Source extract.
+===+
Ron and Tina Meier both grew up nearby. They met in the second grade, and in high school they were prom dates. In 1990, when Tina was nineteen and Ron was twenty, they married. Two years later, Tina gave birth to Megan. “She was just this little chunky thing, always had an attitude,” Tina said recently, sitting in her mother’s living room. In 1994, the family moved into a new house in the Waterford Crossing subdivision, where developers plowed corn and soybean fields and laid down sod as green as Palmolive dishwashing liquid.

Waterford Crossing is an enclave of modest one- and two-story houses. From above, its streets resemble a capital “F,” with a curving main drive bisected by a cul-de-sac. There are no television antennas, fuel tanks, laundry poles, or aboveground swimming pools visible on any property, per the bylaws of the homeowners’ association; each household is permitted no more than two pets. With few trees or fences to obstruct conversation, or to offer privacy, Waterford Crossing inspires a neighborliness that surpasses the occasional borrowed egg. Waterford Crystal Drive was a particularly friendly block: residents talked in their driveways or back yards, invited one another for drinks on the patio and for Super Bowl parties, carpooled, dog-sat, shared with one another the numerical codes that would open their garage doors. “There were, like, five families, all kind of intermingled,” Blaine Buckles, a teen-ager who lives in the neighborhood, told me.
+===+
Dataset rows.

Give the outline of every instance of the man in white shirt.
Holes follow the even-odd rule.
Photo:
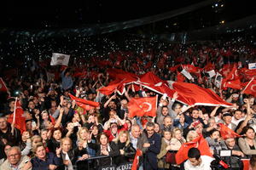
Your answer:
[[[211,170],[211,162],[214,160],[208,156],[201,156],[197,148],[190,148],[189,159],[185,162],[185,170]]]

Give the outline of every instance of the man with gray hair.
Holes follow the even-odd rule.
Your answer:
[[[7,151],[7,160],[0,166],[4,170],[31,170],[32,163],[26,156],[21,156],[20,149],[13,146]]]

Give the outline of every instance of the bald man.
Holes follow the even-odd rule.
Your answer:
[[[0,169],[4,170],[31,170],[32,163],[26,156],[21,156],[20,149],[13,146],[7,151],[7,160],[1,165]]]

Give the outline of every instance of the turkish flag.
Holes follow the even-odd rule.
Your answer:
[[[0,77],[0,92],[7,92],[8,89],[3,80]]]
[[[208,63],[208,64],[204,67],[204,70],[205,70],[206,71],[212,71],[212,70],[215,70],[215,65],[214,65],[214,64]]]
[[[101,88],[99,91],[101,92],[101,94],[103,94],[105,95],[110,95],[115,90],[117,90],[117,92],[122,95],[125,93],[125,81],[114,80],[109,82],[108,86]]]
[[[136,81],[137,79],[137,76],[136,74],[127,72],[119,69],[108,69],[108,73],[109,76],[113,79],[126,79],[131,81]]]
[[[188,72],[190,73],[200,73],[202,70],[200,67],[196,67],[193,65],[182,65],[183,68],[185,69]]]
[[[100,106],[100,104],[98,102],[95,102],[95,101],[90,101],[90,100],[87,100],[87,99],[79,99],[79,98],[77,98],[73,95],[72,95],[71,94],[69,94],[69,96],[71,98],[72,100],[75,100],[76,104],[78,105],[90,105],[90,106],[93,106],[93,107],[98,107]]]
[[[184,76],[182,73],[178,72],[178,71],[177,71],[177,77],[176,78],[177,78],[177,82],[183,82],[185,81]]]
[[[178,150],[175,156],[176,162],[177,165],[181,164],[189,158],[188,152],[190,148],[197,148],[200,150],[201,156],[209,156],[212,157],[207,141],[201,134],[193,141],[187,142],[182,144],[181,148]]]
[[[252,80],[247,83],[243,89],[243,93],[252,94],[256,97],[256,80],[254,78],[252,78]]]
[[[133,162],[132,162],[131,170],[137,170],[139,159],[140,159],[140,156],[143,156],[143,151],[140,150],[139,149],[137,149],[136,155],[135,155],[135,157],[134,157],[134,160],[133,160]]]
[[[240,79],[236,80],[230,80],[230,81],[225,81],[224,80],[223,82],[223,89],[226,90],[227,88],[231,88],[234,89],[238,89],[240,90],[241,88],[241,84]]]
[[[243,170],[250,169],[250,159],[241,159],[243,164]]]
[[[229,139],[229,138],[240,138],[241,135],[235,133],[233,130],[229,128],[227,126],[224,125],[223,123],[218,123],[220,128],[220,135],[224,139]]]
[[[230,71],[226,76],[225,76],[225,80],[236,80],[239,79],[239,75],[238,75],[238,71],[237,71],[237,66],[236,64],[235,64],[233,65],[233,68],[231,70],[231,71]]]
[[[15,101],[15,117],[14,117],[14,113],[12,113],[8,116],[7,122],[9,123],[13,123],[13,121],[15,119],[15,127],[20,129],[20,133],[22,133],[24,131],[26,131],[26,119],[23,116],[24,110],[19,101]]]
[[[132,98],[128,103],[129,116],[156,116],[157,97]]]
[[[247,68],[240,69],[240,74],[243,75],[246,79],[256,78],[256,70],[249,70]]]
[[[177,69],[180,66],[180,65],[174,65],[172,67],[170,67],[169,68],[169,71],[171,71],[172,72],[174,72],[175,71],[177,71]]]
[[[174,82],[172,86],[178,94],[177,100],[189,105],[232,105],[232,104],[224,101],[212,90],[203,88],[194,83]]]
+===+
Exercise directions. Write the next part of the account of the Meier family and their Waterford Crossing neighborhood, beginning right after its final sentence.

Exercise response.
As Megan got older, she demonstrated a worrisome volatility. “Megan could come in a room and be happy, and something could affect her and she would just switch,” Tina recalled. In the third grade, Megan told Tina that she wanted to kill herself. The Meiers took her to see a psychiatrist. Megan was prescribed Celexa (an antidepression drug), Concerta (for A.D.D.), and Geodon (a mood stabilizer). “I, as her mom, always felt it was her weight. Megan always just felt like she was never enough,” Tina recalled. “Even in kindergarten, she made a comment about how she didn’t like her legs compared to other girls’ legs.”

Still, Tina said, Megan “was not this depressed kid every step of the way.” Sixth grade “wasn’t horrible,” but Megan had some skirmishes with girls in her class. She loved going fishing with her dad, watching horror movies, and playing with her Chihuahua, Barry. “Megan had imagination,” Ron told me.

Around the neighborhood, she maintained a reputation for fearlessness. Blaine recalled, “Me and my brother were scared of frogs—she wasn’t. She’d stick it in our faces.” Megan was loud and funny; she laughed in theatrical, air-sucking gasps. For years, she had served as the self-appointed guardian of a blind boy at her school, leading him through the hallways between classes.

In 2005, “seventh grade started, and that’s when it was just a mess,” Tina said. “Megan was trying desperately to fit in.” Her parents were particularly upset by her insistence on cultivating what Tina called “the instant maturity look.” That year, Megan and the Drews’ daughter maintained a fickle friendship. (In 2004, Tina sold the Drews their house.) The Drews’ daughter, according to neighbors, was prim and obedient, while Megan had the wilder, more domineering personality. The girls would go on jags of companionship. “They would do all day Friday, do all day Saturday, and, by the time Sunday came, Megan needed her space,” Tina recalled. Sometimes this left the Drews’ daughter feeling rejected, and, according to Tina, “Lori and Curt getting ticked off.”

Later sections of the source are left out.